◆ Challenge: Count the lines in the rows below that contain the word "glove". Give only the number.

────────

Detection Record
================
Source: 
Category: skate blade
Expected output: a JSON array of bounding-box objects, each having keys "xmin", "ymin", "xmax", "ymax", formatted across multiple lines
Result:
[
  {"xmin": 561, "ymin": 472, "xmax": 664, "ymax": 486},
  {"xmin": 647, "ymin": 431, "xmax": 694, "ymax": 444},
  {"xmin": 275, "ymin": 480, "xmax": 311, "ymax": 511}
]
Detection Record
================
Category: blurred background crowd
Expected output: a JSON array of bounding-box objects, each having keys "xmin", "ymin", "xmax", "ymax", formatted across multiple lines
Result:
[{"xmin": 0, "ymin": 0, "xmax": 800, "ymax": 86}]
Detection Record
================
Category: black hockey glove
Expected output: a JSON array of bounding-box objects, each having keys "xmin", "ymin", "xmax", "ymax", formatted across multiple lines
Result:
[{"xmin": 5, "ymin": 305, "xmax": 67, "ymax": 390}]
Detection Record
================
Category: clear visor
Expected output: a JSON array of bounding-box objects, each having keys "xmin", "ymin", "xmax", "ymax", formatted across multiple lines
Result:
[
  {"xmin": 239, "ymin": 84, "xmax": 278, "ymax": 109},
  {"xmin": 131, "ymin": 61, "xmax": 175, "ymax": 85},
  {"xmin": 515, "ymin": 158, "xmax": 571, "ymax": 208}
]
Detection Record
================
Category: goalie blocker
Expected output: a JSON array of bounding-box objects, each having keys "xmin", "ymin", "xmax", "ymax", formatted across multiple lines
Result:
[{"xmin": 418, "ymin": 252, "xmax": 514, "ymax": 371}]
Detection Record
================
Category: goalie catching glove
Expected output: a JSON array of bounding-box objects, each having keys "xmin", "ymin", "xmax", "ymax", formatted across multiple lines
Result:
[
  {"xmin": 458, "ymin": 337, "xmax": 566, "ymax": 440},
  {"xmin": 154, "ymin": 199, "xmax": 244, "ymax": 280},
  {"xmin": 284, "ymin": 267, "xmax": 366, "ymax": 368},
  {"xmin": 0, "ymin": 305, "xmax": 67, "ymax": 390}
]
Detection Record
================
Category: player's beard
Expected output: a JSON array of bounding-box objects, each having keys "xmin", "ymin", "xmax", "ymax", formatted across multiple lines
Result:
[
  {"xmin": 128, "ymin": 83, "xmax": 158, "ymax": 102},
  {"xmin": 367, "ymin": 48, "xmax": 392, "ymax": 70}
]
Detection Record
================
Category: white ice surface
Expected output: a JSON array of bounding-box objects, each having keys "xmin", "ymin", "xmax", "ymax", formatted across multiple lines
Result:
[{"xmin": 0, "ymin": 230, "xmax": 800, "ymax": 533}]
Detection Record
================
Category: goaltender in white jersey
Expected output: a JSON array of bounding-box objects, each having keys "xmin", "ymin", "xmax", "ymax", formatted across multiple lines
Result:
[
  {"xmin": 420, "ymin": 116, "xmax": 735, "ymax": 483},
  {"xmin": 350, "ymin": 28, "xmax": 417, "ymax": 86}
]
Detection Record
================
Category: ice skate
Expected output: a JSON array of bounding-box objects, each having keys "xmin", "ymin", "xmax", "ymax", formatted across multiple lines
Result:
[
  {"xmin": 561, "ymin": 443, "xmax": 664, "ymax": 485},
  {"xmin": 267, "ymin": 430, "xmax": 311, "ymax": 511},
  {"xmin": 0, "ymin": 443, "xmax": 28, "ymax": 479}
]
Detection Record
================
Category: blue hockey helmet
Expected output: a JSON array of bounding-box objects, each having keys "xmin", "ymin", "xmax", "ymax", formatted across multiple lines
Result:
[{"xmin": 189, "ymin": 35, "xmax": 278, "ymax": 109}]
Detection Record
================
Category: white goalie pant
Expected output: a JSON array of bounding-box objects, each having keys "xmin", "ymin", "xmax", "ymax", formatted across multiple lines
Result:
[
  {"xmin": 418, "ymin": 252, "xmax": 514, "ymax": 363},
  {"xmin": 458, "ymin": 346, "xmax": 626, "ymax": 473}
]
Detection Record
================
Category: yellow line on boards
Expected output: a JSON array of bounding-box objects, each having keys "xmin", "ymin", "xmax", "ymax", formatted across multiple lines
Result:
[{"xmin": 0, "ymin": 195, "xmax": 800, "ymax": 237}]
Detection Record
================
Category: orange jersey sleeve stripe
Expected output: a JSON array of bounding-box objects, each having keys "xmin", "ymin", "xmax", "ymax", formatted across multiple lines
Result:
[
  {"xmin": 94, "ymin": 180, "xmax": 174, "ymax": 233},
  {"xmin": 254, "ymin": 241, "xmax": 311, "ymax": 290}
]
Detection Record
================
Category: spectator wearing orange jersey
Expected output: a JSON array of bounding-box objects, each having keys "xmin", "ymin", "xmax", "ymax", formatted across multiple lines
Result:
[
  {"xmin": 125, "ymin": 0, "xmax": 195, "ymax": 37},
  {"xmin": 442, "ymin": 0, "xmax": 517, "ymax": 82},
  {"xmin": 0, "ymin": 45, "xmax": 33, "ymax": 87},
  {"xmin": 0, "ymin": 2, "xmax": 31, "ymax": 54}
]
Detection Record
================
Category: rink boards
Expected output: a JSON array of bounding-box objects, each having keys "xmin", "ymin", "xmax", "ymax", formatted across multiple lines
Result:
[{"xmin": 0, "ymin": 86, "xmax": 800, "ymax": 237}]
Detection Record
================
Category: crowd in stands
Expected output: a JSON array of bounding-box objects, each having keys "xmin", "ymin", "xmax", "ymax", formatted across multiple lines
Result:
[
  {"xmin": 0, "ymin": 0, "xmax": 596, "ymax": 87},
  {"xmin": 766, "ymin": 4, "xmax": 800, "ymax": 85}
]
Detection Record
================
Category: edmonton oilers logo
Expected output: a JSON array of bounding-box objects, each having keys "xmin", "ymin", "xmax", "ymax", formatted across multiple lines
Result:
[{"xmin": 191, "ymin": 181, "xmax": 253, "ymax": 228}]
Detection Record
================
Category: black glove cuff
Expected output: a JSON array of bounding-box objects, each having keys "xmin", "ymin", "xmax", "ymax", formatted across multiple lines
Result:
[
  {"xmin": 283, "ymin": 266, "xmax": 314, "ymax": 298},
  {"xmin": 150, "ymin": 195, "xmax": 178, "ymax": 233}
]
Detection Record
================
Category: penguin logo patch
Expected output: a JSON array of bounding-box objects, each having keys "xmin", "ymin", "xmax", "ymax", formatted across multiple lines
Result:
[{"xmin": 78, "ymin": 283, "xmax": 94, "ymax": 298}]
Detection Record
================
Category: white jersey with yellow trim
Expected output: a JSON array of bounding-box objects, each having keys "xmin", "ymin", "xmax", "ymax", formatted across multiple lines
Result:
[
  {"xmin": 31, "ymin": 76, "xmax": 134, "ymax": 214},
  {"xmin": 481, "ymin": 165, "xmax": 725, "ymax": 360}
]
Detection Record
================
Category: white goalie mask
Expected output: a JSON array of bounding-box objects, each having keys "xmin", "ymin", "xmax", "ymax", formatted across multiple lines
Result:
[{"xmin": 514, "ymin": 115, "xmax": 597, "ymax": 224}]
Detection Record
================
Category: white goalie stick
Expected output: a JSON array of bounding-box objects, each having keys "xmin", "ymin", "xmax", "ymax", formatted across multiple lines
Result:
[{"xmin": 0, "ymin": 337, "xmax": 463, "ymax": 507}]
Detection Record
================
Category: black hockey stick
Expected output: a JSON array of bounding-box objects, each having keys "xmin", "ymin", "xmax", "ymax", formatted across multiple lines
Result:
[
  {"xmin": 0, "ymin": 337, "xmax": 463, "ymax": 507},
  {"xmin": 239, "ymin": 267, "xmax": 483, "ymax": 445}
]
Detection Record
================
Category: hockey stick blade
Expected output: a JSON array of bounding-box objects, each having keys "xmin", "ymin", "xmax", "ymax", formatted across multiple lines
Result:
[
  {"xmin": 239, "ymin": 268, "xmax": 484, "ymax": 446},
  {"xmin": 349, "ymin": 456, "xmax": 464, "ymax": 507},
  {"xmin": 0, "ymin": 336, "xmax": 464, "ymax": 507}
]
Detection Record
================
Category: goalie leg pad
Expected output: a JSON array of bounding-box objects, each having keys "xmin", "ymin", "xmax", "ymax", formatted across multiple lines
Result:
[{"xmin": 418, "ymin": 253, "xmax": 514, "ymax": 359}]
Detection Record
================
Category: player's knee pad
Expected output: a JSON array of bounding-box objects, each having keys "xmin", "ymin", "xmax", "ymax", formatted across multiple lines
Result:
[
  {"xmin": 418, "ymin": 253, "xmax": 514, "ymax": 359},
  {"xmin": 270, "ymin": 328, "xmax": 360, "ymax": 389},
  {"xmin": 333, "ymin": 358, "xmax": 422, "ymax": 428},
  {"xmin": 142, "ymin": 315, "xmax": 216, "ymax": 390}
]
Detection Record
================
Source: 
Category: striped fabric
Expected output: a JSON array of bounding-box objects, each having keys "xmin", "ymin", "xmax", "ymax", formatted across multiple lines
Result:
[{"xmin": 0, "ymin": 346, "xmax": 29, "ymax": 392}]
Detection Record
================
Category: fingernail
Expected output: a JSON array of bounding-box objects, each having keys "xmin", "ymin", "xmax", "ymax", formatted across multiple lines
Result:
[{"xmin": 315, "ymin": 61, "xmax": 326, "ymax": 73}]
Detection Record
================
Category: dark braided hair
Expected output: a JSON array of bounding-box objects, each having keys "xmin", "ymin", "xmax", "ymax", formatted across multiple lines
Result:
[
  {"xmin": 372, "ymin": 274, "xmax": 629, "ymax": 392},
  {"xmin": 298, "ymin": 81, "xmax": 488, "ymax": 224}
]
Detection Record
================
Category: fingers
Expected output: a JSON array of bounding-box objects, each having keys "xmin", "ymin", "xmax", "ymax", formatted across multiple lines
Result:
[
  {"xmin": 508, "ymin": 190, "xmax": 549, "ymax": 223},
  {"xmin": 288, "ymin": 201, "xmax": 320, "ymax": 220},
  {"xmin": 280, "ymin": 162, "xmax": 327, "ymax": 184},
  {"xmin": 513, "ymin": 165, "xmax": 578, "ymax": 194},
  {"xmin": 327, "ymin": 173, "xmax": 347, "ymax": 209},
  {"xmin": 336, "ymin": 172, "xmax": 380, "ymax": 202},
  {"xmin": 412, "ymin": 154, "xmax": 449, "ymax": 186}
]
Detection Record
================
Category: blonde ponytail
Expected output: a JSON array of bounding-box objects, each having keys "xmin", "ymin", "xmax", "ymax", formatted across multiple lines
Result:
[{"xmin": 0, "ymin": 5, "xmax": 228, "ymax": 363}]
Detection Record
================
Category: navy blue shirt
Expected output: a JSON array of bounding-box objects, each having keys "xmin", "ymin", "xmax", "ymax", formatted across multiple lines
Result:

────────

◆ Solution to this problem: 3